▶ What is needed
List every line of the lines below that contains the string "hair". Case counts.

▶ Entries provided
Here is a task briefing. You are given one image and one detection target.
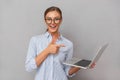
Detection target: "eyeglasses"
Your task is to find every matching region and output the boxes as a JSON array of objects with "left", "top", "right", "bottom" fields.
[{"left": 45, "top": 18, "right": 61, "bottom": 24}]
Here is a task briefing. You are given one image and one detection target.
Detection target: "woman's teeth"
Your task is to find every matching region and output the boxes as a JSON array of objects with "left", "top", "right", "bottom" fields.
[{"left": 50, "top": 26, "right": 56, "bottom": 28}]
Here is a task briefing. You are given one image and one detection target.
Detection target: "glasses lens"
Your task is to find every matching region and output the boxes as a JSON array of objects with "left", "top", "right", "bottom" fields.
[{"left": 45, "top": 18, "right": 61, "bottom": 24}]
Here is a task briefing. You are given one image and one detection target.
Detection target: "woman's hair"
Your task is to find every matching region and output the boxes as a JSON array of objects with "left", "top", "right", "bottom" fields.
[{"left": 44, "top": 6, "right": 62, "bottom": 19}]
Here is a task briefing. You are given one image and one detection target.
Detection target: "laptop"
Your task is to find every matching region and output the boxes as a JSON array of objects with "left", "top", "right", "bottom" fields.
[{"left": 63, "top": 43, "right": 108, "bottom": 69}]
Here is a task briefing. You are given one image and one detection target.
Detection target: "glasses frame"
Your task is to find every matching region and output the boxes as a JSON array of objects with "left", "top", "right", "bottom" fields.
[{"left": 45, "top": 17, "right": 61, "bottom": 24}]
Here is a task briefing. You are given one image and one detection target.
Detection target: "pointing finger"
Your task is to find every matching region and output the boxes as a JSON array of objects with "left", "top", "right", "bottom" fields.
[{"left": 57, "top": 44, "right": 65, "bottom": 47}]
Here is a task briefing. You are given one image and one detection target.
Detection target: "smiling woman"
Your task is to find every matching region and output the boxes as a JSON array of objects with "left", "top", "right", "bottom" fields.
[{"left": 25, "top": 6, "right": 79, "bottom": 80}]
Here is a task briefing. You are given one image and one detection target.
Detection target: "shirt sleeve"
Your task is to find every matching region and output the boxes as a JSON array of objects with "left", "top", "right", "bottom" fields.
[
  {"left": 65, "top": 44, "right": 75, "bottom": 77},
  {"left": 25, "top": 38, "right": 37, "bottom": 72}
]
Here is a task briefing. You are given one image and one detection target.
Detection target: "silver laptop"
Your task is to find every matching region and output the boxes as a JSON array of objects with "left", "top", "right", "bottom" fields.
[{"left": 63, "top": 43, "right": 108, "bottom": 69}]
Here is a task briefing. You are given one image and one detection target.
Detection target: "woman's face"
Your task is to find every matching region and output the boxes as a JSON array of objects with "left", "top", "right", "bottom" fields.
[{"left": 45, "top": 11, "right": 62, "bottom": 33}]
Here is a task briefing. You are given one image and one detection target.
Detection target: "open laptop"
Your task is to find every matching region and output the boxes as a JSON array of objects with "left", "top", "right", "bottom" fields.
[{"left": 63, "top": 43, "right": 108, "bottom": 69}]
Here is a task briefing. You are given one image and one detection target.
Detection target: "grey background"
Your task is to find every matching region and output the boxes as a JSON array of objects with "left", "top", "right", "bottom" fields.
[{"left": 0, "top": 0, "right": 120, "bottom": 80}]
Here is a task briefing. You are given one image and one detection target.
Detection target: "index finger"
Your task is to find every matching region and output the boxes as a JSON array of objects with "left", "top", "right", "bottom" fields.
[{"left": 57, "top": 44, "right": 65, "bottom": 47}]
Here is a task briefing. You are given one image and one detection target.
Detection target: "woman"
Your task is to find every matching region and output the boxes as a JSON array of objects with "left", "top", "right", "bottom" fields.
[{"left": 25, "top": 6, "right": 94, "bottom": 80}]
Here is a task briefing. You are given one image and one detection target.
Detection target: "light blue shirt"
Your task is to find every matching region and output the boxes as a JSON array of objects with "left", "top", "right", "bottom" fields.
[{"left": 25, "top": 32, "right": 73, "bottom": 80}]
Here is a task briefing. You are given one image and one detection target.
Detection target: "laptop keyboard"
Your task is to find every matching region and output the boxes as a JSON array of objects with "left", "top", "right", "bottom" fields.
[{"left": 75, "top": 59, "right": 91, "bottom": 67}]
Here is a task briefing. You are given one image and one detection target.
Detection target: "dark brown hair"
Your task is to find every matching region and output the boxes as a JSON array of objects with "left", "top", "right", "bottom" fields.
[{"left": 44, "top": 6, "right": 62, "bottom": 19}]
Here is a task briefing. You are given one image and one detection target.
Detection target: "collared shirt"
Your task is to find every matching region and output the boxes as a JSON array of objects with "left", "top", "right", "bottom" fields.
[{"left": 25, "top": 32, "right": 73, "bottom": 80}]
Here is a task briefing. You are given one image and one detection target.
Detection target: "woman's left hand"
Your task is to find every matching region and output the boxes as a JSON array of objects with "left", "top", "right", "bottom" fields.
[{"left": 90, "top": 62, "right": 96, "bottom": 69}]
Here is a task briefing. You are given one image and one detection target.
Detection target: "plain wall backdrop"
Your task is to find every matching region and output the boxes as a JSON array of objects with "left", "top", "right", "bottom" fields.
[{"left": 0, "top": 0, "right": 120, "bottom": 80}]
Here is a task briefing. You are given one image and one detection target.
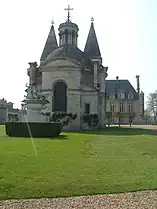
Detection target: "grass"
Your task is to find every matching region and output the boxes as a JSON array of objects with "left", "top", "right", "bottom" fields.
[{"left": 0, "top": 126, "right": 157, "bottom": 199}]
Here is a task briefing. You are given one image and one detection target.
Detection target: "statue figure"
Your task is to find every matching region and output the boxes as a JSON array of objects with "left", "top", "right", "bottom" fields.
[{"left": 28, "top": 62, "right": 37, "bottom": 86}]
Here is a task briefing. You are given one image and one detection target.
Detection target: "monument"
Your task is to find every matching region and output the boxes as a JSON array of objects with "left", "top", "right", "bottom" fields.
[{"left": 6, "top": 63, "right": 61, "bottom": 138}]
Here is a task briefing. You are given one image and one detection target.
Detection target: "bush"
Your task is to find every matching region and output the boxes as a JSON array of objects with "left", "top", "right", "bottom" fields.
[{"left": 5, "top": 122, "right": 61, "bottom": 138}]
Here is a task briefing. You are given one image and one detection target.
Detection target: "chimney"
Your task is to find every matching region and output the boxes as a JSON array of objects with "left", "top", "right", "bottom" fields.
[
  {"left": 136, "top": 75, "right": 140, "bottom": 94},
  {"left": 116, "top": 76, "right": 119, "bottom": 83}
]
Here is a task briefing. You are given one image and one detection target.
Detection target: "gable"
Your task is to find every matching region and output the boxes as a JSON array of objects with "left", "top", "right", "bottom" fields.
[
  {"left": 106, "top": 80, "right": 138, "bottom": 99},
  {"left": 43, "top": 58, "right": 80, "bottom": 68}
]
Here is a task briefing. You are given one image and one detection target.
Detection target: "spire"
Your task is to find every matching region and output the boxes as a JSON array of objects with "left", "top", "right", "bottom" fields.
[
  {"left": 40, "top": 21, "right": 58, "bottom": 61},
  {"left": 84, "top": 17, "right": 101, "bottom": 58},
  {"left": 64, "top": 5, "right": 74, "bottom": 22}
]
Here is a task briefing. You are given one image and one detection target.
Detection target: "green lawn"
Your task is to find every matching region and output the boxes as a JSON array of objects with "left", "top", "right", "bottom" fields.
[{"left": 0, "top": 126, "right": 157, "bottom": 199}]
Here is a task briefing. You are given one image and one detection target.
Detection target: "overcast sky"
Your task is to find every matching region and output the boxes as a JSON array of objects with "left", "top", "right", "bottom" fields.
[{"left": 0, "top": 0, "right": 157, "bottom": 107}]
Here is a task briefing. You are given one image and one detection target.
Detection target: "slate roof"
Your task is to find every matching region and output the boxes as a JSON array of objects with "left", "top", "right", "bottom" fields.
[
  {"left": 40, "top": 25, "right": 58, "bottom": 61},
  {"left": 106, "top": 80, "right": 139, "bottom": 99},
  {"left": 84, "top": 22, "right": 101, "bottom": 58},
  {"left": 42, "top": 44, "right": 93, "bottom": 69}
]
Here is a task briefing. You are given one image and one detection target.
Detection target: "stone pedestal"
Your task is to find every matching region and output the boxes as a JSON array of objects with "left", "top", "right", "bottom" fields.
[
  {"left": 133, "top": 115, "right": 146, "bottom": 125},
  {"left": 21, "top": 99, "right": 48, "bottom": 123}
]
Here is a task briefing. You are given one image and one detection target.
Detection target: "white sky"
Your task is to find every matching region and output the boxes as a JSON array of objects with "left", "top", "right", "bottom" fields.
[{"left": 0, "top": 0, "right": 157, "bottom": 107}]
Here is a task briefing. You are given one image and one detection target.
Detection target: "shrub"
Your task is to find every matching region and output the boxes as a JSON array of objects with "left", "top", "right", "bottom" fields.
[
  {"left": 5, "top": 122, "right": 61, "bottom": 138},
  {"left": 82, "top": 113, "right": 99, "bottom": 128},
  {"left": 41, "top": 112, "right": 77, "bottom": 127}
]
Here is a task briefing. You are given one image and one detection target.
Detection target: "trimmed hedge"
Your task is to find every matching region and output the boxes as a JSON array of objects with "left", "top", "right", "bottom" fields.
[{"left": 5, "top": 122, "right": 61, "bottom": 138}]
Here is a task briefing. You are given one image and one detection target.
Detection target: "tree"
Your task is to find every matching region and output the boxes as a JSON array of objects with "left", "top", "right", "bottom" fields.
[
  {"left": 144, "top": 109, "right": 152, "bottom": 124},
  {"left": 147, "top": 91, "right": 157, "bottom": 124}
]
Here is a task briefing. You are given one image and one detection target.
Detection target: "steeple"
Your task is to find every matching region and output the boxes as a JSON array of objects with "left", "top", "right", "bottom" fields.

▶ Exercise answer
Detection target: "woman's hair"
Detection target: "dark brown hair"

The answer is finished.